* **Goal**
Return the lines below exactly, starting with the line that contains "like x=181 y=1077." and stopping after the last line.

** Start Records for the exercise **

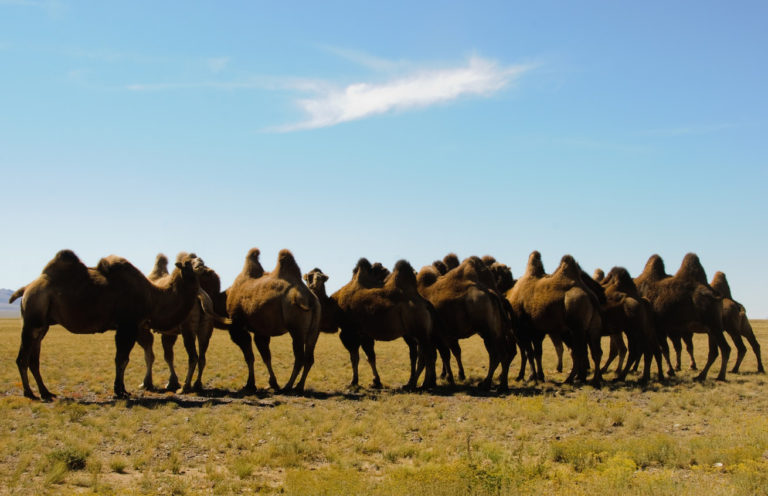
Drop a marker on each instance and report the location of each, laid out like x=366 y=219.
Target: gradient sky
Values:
x=607 y=130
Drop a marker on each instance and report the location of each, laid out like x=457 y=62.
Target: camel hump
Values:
x=287 y=268
x=403 y=276
x=65 y=264
x=720 y=284
x=691 y=269
x=17 y=294
x=598 y=275
x=451 y=261
x=535 y=267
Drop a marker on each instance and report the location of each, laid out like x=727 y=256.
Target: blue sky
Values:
x=608 y=130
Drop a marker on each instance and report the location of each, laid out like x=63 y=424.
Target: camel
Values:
x=627 y=311
x=374 y=309
x=83 y=300
x=466 y=306
x=271 y=304
x=198 y=326
x=685 y=303
x=559 y=304
x=736 y=323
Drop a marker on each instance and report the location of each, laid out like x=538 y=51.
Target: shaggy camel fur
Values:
x=627 y=311
x=559 y=304
x=114 y=295
x=271 y=304
x=736 y=323
x=372 y=309
x=467 y=306
x=685 y=303
x=198 y=326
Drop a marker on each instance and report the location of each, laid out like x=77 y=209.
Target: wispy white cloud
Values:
x=689 y=130
x=479 y=77
x=217 y=64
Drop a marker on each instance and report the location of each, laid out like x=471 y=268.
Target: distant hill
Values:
x=9 y=309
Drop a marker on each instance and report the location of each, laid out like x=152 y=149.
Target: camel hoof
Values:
x=247 y=389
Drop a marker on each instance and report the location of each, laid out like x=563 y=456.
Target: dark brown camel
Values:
x=559 y=304
x=466 y=306
x=198 y=326
x=685 y=303
x=372 y=309
x=271 y=304
x=114 y=295
x=736 y=323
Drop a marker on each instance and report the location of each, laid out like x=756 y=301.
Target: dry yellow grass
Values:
x=679 y=438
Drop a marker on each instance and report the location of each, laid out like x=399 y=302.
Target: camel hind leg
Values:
x=262 y=344
x=169 y=340
x=146 y=340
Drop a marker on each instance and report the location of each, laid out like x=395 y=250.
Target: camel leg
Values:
x=240 y=337
x=309 y=358
x=146 y=340
x=413 y=356
x=493 y=363
x=688 y=340
x=189 y=344
x=262 y=344
x=169 y=340
x=298 y=359
x=29 y=336
x=750 y=335
x=34 y=366
x=741 y=349
x=456 y=350
x=203 y=339
x=558 y=344
x=125 y=338
x=368 y=347
x=351 y=342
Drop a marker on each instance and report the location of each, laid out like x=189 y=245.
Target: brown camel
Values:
x=627 y=311
x=685 y=303
x=559 y=304
x=466 y=306
x=736 y=323
x=271 y=304
x=372 y=309
x=114 y=295
x=198 y=326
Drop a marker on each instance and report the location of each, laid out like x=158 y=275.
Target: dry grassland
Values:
x=677 y=438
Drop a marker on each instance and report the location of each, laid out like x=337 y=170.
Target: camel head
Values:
x=440 y=266
x=720 y=284
x=451 y=261
x=488 y=260
x=692 y=269
x=252 y=267
x=535 y=267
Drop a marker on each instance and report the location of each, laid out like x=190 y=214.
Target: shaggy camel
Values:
x=372 y=309
x=627 y=311
x=198 y=326
x=736 y=323
x=685 y=303
x=114 y=295
x=271 y=304
x=467 y=306
x=559 y=304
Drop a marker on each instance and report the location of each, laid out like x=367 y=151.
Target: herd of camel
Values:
x=432 y=310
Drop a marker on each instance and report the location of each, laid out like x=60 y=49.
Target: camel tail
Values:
x=17 y=294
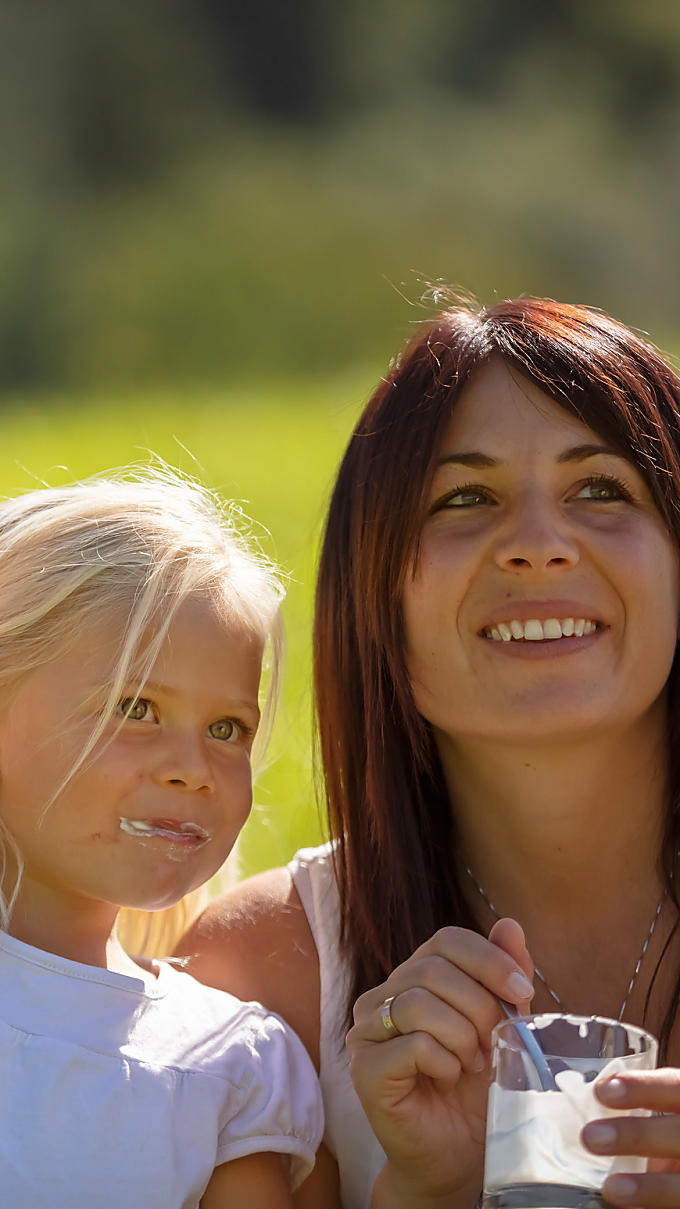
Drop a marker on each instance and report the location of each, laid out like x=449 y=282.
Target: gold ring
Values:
x=386 y=1018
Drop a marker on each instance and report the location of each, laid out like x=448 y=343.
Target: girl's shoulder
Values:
x=255 y=942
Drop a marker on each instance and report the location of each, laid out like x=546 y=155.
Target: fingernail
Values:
x=519 y=987
x=622 y=1187
x=612 y=1089
x=600 y=1133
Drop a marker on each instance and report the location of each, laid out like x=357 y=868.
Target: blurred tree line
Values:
x=209 y=189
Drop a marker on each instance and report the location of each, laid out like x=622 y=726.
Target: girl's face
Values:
x=157 y=808
x=536 y=531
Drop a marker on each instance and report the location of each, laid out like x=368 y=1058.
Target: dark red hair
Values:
x=387 y=803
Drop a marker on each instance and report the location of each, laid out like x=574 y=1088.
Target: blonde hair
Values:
x=125 y=550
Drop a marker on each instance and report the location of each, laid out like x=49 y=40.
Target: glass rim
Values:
x=571 y=1018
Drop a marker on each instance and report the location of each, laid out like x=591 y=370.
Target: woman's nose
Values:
x=184 y=764
x=536 y=537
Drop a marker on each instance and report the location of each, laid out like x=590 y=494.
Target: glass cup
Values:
x=545 y=1069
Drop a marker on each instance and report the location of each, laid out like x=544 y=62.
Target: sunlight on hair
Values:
x=121 y=553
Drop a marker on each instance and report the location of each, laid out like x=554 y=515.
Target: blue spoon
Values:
x=531 y=1046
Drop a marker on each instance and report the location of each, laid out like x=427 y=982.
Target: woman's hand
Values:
x=425 y=1087
x=657 y=1138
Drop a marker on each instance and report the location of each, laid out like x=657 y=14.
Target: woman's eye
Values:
x=225 y=729
x=603 y=489
x=137 y=707
x=465 y=497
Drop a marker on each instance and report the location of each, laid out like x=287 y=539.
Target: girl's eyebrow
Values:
x=483 y=461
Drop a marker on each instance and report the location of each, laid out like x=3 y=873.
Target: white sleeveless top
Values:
x=349 y=1135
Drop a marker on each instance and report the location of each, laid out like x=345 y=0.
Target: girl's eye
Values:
x=604 y=487
x=467 y=496
x=225 y=729
x=137 y=707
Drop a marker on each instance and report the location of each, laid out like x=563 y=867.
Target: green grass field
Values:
x=272 y=447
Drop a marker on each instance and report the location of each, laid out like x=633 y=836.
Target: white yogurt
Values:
x=534 y=1137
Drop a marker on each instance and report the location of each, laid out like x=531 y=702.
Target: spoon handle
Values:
x=531 y=1046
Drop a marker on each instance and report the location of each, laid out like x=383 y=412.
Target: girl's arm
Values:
x=259 y=1181
x=254 y=942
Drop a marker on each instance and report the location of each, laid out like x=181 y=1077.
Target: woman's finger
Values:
x=655 y=1089
x=647 y=1191
x=508 y=936
x=651 y=1137
x=395 y=1068
x=419 y=1011
x=436 y=964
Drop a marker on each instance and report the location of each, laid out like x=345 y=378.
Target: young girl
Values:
x=132 y=625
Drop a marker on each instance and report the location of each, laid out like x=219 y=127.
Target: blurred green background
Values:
x=217 y=221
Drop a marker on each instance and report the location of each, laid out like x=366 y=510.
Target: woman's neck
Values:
x=563 y=825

** End Records for the exercise **

* **Full answer**
Drop a marker on each instance and report the location of each, laid out like x=181 y=1077.
Target: woman's finger
Values:
x=655 y=1089
x=647 y=1191
x=508 y=936
x=651 y=1137
x=395 y=1068
x=419 y=1011
x=436 y=964
Drop a marker on each instance and report the location of each, laid out like x=345 y=378.
Target: young girl
Values:
x=132 y=625
Drop a marker on each instance and report the location of each, laid out like x=219 y=127.
Target: blurred green background
Values:
x=217 y=221
Drop a marker on each instance and report the location of each, laid out like x=366 y=510.
Target: woman's neck
Values:
x=563 y=825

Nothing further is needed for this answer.